# EXTRAIT CHOISI:
Salle quasi comble dans le large auditorium de l’Université de Mons. Sur l’estrade, un Rob Hopkins au large sourire et à l’air éminemment sympathique. L’homme qui, en Angleterre, a posé les premières pierres du mouvement de la Transition il y a une dizaine d’années d’ici, est désormais connu partout dans le monde. Tout du moins, dans le monde déployé de la Transition. De conférences en visites sur le terrain, il papillonne, observe, échange, se délectant de ces initiatives positives qui émergent ça et là, à travers le globe. Auteur, notamment du célèbre Manuel de Transition, Rob Hopkins vient d’envoyer à son éditeur son dernier ouvrage qui devrait sortir (en anglais) en septembre 2019. Il y fait l’apologie de l’imagination, invitant à peindre de monde de « Et si… ? ». Son crédo : « Déchaîner le pouvoir de l’imagination pour créer le futur que nous voulons. »
D’imagination, il est donc venu parler aujourd’hui à Mons. Non sans faire un petit détour du côté de l’actualité, de ce qui se passe en rue, de ces jeunes et adultes qui se mobilisent pour le climat depuis quelques mois. « Les renforts sont arrivés ! C’est un extraordinaire processus imaginatif du ‘non’ qui s’organise actuellement et qui a besoin d’être concrétisé par un extraordinaire processus imaginatif de ‘oui’ ». Maintenant que l’urgence climatique est déclarée et semble reconnue de toutes et tous, y compris dans le monde politique, la question est de savoir : « Qu’allons-nous faire maintenant ? Plus que jamais, les portes s’ouvrent pour construire des solutions », s’enthousiasme l’orateur.
Raconter des histoires
L’une des définitions préférées de Rob Hopkins pour qualifier l’imagination est « la capacité de voir les choses autrement ». Il interroge : « A l’école, en entreprise, en démocratie… avons-nous des systèmes qui nous invitent à voir les choses autrement ? » S’appuyant sur des illustrations d’artistes, des expériences et récits venus d’ailleurs, il appelle à raconter des histoires pour « créer un avenir extraordinaire ».
« Dans notre culture, nous nous racontons l’histoire suivante : l’effondrement est inévitable et le futur va être terrible. Mais qui le dit ? Il est encore possible que nous créions un futur absolument extraordinaire. Nous vivons une période où nous pourrions mettre en place une Transition à propos de laquelle les générations futures chanteront des chansons et raconteront de belles histoires sur les actions incroyables, créatives, courageuses qui ont été mises en place en 2022, 2024, 2025… »
Futur positif
Ces récits imaginés, Hopkins les souhaite, donc, porteurs d’un futur positif. « Et si on posait de meilleures questions ? », s’interroge-t-il encore, sous entendu : pour imaginer, aussi, de meilleures réponses. Invoquant les politiques d’austérité, il les qualifie d’« attaque à l’imagination publique ». De même, Hopkins doute que des discours sur l’effondrement ou la collapsologie feront bouger les gens. « Quand on a peur, on est moins capables de percevoir l’avenir. L’anxiété nous pousse à imaginer un avenir négatif qui nous amène à être encore plus anxieux·ses. Cela mine notre capacité à imaginer. »

# PETIT EXERCICE A:
Pour chaque affirmation, indiquez si elle concorde avec l’article sur Rob Hopkins, par oui ou par non, en citant les mots décisifs. (i) Le dernier livre de Rob Hopkins doit paraître en anglais en septembre 2019. (ii) Hopkins pense que les discours sur l’effondrement feront bouger les gens. (iii) La conférence se tient dans une salle presque vide.
# PETIT EXERCICE B:
Prolongez l’article sur Rob Hopkins à partir de sa dernière phrase.

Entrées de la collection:
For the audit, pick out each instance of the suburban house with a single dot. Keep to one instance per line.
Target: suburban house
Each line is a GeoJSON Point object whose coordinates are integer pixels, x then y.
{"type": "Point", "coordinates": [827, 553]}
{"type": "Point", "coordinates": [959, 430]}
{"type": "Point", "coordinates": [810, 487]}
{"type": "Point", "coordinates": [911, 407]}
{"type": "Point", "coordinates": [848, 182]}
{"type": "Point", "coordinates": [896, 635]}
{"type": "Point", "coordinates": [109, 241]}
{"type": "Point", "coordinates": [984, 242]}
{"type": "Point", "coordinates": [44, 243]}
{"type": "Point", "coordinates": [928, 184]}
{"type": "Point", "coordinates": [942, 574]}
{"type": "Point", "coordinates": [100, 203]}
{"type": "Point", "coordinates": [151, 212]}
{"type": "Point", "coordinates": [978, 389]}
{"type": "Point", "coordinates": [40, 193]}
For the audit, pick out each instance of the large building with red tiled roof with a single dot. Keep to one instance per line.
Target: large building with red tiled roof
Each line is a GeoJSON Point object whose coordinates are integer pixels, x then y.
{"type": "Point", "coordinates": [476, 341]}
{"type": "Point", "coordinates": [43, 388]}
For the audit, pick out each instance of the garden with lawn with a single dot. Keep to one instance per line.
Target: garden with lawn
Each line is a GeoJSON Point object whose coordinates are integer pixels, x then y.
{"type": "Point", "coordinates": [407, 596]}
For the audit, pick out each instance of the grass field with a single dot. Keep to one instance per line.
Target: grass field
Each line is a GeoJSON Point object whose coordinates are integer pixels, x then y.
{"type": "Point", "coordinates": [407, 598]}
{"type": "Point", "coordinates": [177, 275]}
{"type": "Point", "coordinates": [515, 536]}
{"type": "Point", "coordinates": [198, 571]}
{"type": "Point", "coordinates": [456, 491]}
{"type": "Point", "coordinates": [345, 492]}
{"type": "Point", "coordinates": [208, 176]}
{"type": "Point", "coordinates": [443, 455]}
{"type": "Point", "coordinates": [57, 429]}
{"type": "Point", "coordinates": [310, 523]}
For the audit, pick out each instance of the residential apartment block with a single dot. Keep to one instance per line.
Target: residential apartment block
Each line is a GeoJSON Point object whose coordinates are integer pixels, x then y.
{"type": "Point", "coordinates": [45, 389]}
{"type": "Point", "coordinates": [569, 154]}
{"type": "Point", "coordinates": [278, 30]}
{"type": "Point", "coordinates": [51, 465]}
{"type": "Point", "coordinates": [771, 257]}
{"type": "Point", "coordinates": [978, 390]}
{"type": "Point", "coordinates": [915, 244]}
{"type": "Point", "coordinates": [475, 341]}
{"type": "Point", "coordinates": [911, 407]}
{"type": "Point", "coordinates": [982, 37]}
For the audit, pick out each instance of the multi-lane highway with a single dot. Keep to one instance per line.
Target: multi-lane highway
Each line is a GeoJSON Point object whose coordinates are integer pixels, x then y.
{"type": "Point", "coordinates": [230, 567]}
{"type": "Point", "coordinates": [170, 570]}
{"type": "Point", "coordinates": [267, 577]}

# CORRIGÉ A:
(i) Oui : « son dernier ouvrage qui devrait sortir (en anglais) en septembre 2019 ».
(ii) Non : « Hopkins doute que des discours sur l’effondrement ou la collapsologie feront bouger les gens ».
(iii) Non : « Salle quasi comble dans le large auditorium de l’Université de Mons ».

# CORRIGÉ B:
L’imagination apparaît pour lui comme vitale pour la santé. Et pourtant, elle semble en perdition. En cause, notamment, l’érosion de notre attention, volée par les réseaux sociaux et autres puissantes plateformes en ligne. « Ces entreprises nous détournent de l’essentiel. Notre attention est soumise à des pressions incroyables. Nous sommes toujours ailleurs. Et si nous ne prêtons pas attention, nous sommes moins imaginatif·ves. » Il souligne également combien « nous ne tolérons plus l’ennui », alors même que l’ennui est un terreau fertile de rêveries et donc, encore elle, d’imagination.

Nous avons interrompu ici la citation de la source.